→ **Objective 1**: Rewrite the paragraph of the database index compression text that begins "In some embodiments, in response to an index query instruction" as a short list, preserving its main facts.

→ **Quoted text**:

>> START

In some embodiments, the leaf nodes are utilized to store an index portion and pointers to storage locations in memory space for common prefixes, and an index table is generated based on the leaf nodes. The leaf nodes in the index tree are divided into continuous intervals according to the optimal common prefix based on the initial sliding window, and the common prefix is uniformly stored, so that the index compression of the database is realized, and the index compression rate of the database is effectively improved.

Referring to fig. 7, in some embodiments of the present application, the step S203 may further include, but is not limited to, the following steps S601 to S602.

In step S601, the first boundary of the initial sliding window is taken as the first boundary of the second sliding window.

In some embodiments, updating the second boundary of the initial sliding window results in the second sliding window, in particular, keeping the first boundary of the initial sliding window unchanged, i.e., taking the first boundary of the initial sliding window as the first boundary of the second sliding window.

Step S602, taking the preset boundary as a second boundary of the second sliding window.

In some embodiments, the preset boundary is taken as the second boundary of the second sliding window, that is, the next leaf node of the leaf nodes where the second boundary of the initial sliding window is located is taken as the second boundary of the second sliding window. The initial sliding window is updated to obtain a second sliding window, so that the sliding window length is increased, and more leaf nodes are contained. By setting the sliding window and controlling the size of the sliding window according to the benefits, the optimal common prefix of each leaf node in the leaf node list can be dynamically searched.

Referring to fig. 8, in some embodiments of the present application, the database index compression method may further include, but is not limited to, the following steps S701 to S703.

In step S701, in response to the index query instruction, a target leaf node is acquired based on the index table.

In some embodiments, in response to an index query instruction, starting from a root node of an index tree, a key value to be looked up is compared to a key in a current node. Illustratively, if the key to be found is smaller than the smallest key in the current node, the left subtree is entered. And if the key value to be searched is greater than or equal to the maximum key word in the current node, entering a right subtree. If the key value to be searched is between some two keywords in the current node, entering the corresponding subtree. The above steps are repeated until the leaf node is reached, and finally, the target leaf node is obtained according to the index table, which is not limited in this embodiment.

Step S702, according to the pointer in the target leaf node, the common prefix is acquired in the memory space.

According to the pointers stored in the target leaf nodes, the common prefixes stored in the corresponding positions can be quickly acquired in the memory space.

>> END

→ **Data lines**:

>> START

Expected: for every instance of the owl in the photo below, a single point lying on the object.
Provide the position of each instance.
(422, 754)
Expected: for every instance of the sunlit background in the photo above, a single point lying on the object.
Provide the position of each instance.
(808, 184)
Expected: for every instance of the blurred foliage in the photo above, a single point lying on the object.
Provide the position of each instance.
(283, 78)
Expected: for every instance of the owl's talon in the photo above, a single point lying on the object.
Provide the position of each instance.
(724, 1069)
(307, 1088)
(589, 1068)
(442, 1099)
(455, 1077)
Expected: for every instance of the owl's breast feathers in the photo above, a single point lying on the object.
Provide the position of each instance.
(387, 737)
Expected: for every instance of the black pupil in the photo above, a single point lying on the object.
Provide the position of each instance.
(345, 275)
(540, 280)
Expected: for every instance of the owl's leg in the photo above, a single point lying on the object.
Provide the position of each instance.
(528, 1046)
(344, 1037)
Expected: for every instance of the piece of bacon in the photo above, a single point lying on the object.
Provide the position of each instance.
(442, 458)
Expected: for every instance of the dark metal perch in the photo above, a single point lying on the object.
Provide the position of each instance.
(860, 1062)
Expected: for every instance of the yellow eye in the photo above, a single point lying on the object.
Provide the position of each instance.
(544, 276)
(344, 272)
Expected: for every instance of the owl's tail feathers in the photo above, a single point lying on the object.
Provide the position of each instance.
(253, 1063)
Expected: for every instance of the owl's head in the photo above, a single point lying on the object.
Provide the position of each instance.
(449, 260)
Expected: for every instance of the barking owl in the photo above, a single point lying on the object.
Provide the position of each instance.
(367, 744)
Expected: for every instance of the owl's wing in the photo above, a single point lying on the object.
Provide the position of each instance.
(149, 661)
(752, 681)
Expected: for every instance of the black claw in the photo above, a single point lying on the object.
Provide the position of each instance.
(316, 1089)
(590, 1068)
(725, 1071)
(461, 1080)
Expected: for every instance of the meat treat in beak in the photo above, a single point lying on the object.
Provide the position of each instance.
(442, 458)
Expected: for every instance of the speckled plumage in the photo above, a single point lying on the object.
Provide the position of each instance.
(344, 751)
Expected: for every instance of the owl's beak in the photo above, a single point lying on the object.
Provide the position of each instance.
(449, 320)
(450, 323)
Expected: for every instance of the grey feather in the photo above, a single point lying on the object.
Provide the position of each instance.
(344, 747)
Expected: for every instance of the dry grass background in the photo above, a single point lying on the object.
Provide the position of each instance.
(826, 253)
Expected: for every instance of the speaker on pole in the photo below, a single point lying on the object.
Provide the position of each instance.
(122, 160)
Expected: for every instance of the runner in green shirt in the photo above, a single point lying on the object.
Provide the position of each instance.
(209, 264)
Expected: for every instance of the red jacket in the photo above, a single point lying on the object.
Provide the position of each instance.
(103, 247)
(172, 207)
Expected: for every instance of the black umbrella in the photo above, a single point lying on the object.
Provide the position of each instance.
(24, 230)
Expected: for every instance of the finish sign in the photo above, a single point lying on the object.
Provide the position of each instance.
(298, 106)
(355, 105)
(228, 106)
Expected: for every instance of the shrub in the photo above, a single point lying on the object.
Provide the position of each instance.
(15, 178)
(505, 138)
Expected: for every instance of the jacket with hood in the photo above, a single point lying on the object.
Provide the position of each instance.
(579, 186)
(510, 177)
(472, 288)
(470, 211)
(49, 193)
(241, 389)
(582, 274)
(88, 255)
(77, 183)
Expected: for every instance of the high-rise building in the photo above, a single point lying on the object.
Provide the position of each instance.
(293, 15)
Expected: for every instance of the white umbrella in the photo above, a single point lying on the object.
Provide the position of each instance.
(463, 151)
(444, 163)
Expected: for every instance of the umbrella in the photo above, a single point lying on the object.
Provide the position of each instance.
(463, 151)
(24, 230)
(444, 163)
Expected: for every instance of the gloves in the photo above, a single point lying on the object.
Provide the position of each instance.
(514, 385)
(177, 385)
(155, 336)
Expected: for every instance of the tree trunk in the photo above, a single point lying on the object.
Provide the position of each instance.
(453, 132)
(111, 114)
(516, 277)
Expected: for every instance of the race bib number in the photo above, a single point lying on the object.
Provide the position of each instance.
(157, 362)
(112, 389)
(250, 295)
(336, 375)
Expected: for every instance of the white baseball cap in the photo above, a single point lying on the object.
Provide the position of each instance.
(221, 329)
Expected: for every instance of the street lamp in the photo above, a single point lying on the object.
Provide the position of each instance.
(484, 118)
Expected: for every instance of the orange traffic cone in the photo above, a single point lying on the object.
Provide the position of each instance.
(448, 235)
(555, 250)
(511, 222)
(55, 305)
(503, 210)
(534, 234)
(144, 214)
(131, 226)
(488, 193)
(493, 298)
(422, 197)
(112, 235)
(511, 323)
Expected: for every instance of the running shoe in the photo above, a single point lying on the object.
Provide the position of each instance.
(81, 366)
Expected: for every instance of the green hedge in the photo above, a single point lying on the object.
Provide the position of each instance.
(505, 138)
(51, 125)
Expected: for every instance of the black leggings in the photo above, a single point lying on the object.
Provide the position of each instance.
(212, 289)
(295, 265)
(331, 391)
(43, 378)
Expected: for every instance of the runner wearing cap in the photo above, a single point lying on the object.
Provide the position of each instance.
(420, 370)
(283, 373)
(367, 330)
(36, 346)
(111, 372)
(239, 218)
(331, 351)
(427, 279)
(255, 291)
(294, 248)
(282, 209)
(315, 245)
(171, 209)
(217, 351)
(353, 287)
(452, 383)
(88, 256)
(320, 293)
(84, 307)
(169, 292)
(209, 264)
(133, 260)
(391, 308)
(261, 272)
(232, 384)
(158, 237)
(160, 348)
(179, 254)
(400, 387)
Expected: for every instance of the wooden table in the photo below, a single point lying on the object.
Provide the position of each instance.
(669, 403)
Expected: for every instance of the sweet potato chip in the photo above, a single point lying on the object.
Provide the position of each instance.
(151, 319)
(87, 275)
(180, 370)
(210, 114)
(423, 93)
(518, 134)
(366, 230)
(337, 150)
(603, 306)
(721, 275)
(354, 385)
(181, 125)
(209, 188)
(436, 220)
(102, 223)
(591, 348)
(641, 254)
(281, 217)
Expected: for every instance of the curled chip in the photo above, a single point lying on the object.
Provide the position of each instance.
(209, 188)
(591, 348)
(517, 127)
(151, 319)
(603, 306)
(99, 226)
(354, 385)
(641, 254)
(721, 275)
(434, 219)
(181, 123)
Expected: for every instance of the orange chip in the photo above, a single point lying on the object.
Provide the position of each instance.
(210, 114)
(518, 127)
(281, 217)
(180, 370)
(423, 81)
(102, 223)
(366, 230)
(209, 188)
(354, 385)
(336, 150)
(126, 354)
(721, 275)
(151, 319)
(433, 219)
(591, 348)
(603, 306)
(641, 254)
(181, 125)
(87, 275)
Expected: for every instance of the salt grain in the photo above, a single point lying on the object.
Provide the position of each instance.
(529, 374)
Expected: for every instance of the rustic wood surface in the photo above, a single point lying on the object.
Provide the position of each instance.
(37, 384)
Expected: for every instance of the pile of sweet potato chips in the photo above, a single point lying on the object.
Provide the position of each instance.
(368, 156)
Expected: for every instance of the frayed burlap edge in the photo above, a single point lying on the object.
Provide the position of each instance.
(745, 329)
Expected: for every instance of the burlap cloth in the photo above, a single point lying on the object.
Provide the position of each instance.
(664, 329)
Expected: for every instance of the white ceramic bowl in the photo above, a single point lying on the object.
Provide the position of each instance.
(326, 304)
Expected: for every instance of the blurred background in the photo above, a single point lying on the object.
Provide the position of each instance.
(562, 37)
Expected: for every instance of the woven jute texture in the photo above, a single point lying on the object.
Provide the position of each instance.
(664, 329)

>> END

→ **Objective 2**: List every line of the records that contains the string "potato", treating case as significant.

→ **Output 1**:
- In response to an index query instruction, the search starts at the root node of the index tree and compares the key value being sought with the keys in the current node.
- If the key is smaller than the smallest key in the node, the search enters the left subtree.
- If the key is greater than or equal to the largest key in the node, the search enters the right subtree.
- If the key falls between two keys in the node, the search enters the corresponding subtree.
- These steps repeat until a leaf node is reached, and the target leaf node is then obtained from the index table.

→ **Output 2**:
Expected: for every instance of the sweet potato chip in the photo above, a single point lying on the object.
Expected: for every instance of the pile of sweet potato chips in the photo above, a single point lying on the object.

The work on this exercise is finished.